START INPUT DATA

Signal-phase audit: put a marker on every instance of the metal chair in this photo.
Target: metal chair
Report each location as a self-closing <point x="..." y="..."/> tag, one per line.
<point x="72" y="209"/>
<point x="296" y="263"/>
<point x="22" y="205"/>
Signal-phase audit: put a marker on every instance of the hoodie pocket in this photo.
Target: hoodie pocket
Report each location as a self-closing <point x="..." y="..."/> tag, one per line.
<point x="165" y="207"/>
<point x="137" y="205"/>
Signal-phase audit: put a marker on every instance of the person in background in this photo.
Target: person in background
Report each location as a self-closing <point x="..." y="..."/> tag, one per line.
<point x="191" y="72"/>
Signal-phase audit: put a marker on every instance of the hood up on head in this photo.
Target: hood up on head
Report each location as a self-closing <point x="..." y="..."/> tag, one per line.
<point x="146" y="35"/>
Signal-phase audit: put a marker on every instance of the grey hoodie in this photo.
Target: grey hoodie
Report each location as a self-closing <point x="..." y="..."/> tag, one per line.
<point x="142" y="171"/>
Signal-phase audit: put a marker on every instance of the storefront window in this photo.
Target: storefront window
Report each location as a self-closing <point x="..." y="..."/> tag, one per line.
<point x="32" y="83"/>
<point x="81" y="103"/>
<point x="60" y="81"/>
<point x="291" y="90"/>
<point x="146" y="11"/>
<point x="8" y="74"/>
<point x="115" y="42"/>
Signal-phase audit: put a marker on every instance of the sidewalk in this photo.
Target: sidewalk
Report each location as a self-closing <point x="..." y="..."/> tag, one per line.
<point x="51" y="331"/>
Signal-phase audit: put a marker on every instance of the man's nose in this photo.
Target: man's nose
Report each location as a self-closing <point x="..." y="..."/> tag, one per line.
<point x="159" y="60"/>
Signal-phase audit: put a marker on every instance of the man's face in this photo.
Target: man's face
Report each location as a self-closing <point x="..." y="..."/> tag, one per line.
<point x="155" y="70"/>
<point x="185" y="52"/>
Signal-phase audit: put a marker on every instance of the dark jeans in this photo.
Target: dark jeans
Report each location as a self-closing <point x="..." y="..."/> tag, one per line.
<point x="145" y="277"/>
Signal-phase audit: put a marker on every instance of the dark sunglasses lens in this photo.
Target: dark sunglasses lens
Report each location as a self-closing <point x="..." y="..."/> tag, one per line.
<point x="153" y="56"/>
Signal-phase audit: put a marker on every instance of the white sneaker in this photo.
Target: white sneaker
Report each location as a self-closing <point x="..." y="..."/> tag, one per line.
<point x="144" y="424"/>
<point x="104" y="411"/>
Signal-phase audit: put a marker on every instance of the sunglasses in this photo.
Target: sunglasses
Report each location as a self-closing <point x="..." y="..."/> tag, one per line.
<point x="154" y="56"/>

END INPUT DATA

WHAT THE TASK ASKS
Every line in the data above that contains "jeans" needs to be copied.

TASK RESULT
Signal-phase audit: put a marker on every instance of the dark jeans in this photo.
Target: dark jeans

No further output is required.